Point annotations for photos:
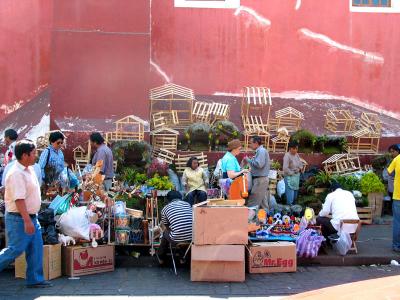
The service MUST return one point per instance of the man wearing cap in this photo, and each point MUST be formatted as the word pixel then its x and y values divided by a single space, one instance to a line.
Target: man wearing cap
pixel 259 169
pixel 22 198
pixel 342 205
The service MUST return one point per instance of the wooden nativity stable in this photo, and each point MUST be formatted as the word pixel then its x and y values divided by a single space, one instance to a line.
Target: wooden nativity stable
pixel 171 98
pixel 129 128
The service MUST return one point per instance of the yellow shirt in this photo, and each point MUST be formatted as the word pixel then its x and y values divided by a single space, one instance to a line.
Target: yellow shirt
pixel 395 166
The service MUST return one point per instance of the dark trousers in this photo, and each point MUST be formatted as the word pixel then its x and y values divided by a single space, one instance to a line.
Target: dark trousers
pixel 196 196
pixel 326 226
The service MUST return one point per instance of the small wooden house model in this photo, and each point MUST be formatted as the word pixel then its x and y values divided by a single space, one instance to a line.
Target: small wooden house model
pixel 129 128
pixel 342 164
pixel 171 97
pixel 165 138
pixel 339 121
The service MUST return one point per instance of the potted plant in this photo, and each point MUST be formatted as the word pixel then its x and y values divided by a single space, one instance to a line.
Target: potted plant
pixel 373 188
pixel 322 182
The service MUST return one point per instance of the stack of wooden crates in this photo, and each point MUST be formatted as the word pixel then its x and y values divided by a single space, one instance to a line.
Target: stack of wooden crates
pixel 219 239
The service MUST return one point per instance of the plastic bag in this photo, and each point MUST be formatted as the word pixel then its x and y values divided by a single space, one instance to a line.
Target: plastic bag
pixel 280 187
pixel 76 222
pixel 343 244
pixel 308 243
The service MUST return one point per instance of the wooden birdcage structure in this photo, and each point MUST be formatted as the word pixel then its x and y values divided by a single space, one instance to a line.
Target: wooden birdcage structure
pixel 340 121
pixel 256 102
pixel 364 141
pixel 129 128
pixel 255 126
pixel 165 119
pixel 342 164
pixel 281 141
pixel 164 154
pixel 182 159
pixel 288 117
pixel 171 97
pixel 165 138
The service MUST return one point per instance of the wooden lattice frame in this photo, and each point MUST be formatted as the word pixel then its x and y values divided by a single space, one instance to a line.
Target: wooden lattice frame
pixel 256 101
pixel 170 97
pixel 339 121
pixel 164 154
pixel 182 159
pixel 165 138
pixel 129 128
pixel 288 117
pixel 342 164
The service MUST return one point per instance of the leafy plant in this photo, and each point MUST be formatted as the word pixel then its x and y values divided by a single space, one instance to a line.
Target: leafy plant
pixel 275 165
pixel 370 183
pixel 349 182
pixel 305 138
pixel 323 179
pixel 160 182
pixel 157 167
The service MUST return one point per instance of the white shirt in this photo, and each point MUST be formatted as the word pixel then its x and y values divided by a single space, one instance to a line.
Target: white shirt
pixel 342 205
pixel 21 183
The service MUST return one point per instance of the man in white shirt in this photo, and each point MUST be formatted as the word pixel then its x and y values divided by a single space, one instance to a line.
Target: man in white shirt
pixel 22 199
pixel 342 205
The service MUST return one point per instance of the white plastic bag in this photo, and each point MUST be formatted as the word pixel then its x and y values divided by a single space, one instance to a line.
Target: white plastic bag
pixel 343 244
pixel 280 187
pixel 76 222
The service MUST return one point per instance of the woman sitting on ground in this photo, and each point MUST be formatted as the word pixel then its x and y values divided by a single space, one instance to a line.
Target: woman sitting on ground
pixel 195 182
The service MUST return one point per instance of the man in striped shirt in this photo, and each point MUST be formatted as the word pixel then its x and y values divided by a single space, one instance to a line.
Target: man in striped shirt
pixel 177 218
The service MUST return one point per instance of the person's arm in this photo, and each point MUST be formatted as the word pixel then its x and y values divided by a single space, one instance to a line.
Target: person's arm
pixel 184 180
pixel 392 167
pixel 28 224
pixel 326 207
pixel 257 161
pixel 285 168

▶ _INSTRUCTION_:
Set down exactly what runs from the line with "The service MUST return one point per instance of the woman" to the last line of the data above, including both of those lines and no others.

▶ _SOLUTION FOR THIS PROBLEM_:
The service MUST return one point per instance of the woman sitting on ground in this photo, and each point MUST be formatted as the word pixel then its x and y values divided by a single space, one instance to a line.
Target: woman sitting on ground
pixel 195 182
The service MUST return one point per instance of the man in striped shirt in this photo, and each point MUST be formatted as the word pixel then its x and y values divided by a single space, one instance to a line.
Target: man in striped shirt
pixel 177 218
The service MUST return one point per instance of the person's arm in this photo, and each point MUST be formatted as the word pixel then its x and y values divided by a single space, one instance to a line.
Target: person's arm
pixel 184 180
pixel 392 167
pixel 28 224
pixel 326 207
pixel 257 161
pixel 285 168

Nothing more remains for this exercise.